-- BRONTEKST --

======

Selecteer een pagina

Afgelopen dagen had ik wat last van stress. De hoeveelheid actiepunten (waaronder een IZOMW-stukje schrijven) was er de oorzaak van. Als ik gestrest ben, wil ik natuurlijk dat het stressen zo snel mogelijk stopt. Ik streste wat af om van de stress af te komen. Wat een gestres!
Maar vannacht kreeg ik een idee: laat ik er mijn stukje over schrijven. Ik was direct relaxed. Ik realiseer me nu dat ik al lang niet meer écht gerelaxt heb, terwijl relaxen op z’n tijd van levensbelang is. Dan ben ik vast ook een relaxtere docent. Afijn, weer een nieuw actiepuntje dus: een relaxed dagje inplannen.

======

-- OPGESOMDE GEGEVENS --
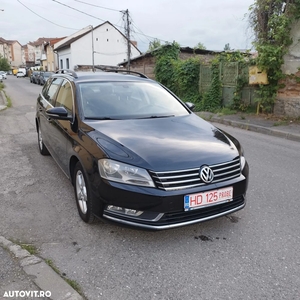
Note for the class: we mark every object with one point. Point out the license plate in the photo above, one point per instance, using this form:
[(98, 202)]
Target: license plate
[(195, 201)]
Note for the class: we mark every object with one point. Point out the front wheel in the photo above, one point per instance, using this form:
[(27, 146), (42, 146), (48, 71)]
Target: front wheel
[(83, 195)]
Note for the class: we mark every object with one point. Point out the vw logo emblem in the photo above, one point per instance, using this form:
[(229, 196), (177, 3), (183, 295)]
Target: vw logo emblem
[(206, 174)]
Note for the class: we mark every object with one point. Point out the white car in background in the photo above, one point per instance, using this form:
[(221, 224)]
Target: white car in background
[(3, 74), (20, 74)]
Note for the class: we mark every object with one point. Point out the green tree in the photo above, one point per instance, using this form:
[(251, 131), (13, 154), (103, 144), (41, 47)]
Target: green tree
[(271, 21), (200, 46), (4, 64), (154, 44)]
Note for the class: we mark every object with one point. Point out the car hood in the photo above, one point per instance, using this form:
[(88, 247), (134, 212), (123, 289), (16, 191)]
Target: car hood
[(163, 143)]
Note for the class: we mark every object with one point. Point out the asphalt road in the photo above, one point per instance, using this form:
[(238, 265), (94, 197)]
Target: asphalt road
[(251, 254)]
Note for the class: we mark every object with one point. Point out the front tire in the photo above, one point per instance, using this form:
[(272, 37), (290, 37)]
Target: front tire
[(83, 196), (43, 149)]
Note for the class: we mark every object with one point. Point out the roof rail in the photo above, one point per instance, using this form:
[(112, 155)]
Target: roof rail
[(67, 71), (122, 71)]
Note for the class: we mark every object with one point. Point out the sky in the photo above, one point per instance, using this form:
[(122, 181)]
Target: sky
[(213, 23)]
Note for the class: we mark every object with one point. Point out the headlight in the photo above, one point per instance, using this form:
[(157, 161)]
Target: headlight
[(117, 171)]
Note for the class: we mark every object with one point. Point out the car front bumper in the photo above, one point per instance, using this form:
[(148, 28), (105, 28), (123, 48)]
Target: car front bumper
[(156, 209)]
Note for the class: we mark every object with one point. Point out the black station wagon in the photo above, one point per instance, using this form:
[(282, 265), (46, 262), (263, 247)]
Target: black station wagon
[(135, 153)]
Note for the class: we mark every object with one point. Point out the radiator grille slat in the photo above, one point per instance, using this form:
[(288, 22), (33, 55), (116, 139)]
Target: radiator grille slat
[(182, 179)]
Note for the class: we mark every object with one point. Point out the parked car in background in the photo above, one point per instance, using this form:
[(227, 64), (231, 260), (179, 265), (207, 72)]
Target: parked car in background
[(3, 74), (44, 77), (20, 74), (135, 153), (34, 77)]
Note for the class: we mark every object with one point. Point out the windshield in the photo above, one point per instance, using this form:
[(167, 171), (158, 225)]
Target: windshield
[(128, 99)]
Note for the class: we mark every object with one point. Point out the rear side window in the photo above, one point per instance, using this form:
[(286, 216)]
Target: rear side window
[(50, 90)]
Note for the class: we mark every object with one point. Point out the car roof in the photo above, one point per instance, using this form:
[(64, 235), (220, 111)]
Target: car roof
[(115, 75)]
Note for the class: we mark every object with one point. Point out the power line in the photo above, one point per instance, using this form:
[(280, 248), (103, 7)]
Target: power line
[(78, 10), (97, 5), (45, 18)]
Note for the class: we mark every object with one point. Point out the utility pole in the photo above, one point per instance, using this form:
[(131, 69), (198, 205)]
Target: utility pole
[(127, 33)]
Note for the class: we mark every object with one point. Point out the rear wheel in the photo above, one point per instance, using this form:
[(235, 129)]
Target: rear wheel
[(83, 196), (42, 147)]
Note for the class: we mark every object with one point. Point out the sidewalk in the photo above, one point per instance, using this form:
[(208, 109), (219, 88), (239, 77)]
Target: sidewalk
[(259, 123), (25, 273)]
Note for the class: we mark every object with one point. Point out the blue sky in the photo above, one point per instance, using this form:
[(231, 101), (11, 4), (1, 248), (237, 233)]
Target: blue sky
[(214, 23)]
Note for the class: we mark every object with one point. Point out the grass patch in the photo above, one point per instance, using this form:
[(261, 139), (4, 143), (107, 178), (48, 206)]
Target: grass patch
[(281, 123), (50, 263), (72, 283), (226, 111), (30, 248)]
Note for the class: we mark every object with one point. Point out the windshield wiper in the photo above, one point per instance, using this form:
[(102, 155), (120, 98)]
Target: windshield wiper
[(156, 117), (100, 118)]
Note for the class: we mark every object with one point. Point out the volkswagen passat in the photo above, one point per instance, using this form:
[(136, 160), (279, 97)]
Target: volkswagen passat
[(135, 153)]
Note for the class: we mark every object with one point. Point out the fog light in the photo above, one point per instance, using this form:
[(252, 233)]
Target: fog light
[(125, 211)]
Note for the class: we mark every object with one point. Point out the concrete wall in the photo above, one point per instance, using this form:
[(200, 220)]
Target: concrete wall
[(288, 98)]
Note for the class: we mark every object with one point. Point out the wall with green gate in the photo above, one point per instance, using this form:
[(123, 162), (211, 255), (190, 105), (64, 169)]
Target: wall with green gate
[(229, 74)]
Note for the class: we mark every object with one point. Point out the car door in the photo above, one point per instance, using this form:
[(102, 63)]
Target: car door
[(46, 101), (61, 130)]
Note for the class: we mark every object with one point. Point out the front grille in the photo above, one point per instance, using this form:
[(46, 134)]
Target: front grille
[(183, 179)]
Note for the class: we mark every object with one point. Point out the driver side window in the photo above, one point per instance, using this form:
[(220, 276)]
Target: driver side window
[(65, 97)]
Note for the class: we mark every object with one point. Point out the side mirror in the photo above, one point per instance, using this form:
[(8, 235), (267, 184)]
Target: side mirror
[(190, 105), (58, 113)]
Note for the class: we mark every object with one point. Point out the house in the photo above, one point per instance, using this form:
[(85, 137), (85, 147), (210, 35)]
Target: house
[(34, 52), (103, 45), (12, 51), (145, 63), (49, 58)]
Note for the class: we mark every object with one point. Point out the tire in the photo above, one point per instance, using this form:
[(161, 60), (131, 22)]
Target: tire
[(43, 149), (83, 197)]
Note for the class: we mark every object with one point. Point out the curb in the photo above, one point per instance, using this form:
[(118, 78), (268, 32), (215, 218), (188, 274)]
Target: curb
[(41, 273), (3, 102), (248, 126), (257, 128)]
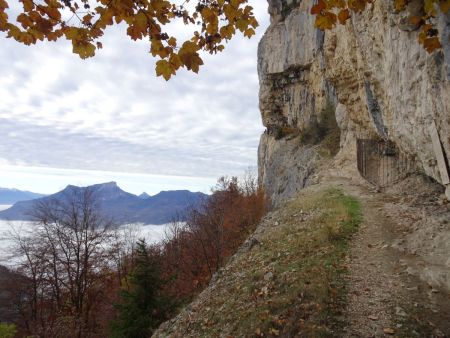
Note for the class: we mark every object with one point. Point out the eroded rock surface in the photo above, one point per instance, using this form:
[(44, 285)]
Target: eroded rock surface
[(382, 82)]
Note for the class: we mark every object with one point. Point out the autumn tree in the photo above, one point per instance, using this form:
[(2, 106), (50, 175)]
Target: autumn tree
[(331, 12), (83, 22), (143, 304), (66, 262), (213, 231), (211, 23)]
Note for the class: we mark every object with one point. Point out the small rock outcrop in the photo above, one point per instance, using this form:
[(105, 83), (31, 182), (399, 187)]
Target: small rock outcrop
[(380, 80)]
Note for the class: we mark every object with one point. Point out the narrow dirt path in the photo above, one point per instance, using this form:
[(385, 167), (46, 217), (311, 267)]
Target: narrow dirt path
[(384, 299)]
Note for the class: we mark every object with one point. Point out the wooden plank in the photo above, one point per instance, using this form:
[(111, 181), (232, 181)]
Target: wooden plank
[(438, 151)]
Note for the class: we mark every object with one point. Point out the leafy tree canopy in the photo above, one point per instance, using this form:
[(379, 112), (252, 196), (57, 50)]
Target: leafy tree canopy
[(421, 14), (83, 22), (213, 22)]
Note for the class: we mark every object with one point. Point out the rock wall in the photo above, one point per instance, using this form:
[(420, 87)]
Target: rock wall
[(380, 79)]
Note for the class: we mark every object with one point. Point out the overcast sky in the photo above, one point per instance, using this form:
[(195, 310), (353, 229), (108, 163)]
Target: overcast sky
[(69, 121)]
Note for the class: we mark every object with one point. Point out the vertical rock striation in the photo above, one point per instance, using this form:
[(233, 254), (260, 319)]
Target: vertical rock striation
[(381, 81)]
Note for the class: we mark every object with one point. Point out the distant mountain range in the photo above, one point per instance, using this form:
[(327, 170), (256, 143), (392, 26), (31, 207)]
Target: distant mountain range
[(11, 196), (120, 205)]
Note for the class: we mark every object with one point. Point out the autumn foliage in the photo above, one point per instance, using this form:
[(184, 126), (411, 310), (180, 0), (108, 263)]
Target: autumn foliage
[(194, 251), (77, 276), (83, 22), (330, 12)]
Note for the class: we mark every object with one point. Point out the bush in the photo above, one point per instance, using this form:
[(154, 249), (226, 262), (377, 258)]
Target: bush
[(7, 330)]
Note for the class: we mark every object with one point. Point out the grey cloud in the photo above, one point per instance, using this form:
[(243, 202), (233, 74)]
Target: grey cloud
[(112, 113)]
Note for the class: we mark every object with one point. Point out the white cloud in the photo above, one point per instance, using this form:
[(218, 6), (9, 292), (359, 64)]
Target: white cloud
[(112, 113)]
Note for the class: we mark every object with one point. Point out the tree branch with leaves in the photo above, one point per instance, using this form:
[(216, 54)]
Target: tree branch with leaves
[(83, 22)]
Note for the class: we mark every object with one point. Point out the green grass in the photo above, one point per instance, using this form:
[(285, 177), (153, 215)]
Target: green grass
[(292, 284)]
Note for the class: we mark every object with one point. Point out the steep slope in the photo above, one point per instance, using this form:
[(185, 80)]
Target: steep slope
[(308, 272), (11, 196), (120, 205), (382, 83)]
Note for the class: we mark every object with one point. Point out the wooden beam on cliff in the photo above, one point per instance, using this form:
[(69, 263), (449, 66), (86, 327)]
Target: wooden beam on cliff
[(438, 151)]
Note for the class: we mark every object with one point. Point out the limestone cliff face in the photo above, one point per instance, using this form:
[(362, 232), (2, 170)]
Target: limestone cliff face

======

-- KORTE OPDRACHT 1 --
Wat was volgens de tekst over stress de oorzaak van de stress?
-- KORTE OPDRACHT 2 --
Pak alsjeblieft de tekst over stress op na de laatste zin en schrijf hem verder.
Het materiaal staat los van de tekst over stress.

-- VERWACHT ANTWOORD 1 --
De hoeveelheid actiepunten, waaronder een IZOMW-stukje schrijven.

-- VERWACHT ANTWOORD 2 --
Het werkwoord stressen vervoeg je  – volgens de officiële regels – als volgt: de stam is stress, maar omdat de dubbele s hier niet nodig is voor een correcte uitspraak, vervalt er één s. De stam wordt dus stres. De laatste medeklinker van de stam zit in ’t ex-kofschip (de moderne variant van ’t kofschip) en daarom vervoeg je met een t: ik streste, ik heb gestrestHet woord gestres is afgeleid van het werkwoord, en schrijf je dus net als de stam met één s.
Relaxed gebruik je als bijwoord of als bijvoeglijk naamwoord als dat onverbogen is. Is het wél verbogen, dan krijg je: relaxte(re). Het werkwoord relaxen heeft als stam relax. De medeklinker x zit in  ’t ex-kofschip. Vervoegen gebeurt dus met een t: ik relaxte, ik heb gerelaxt .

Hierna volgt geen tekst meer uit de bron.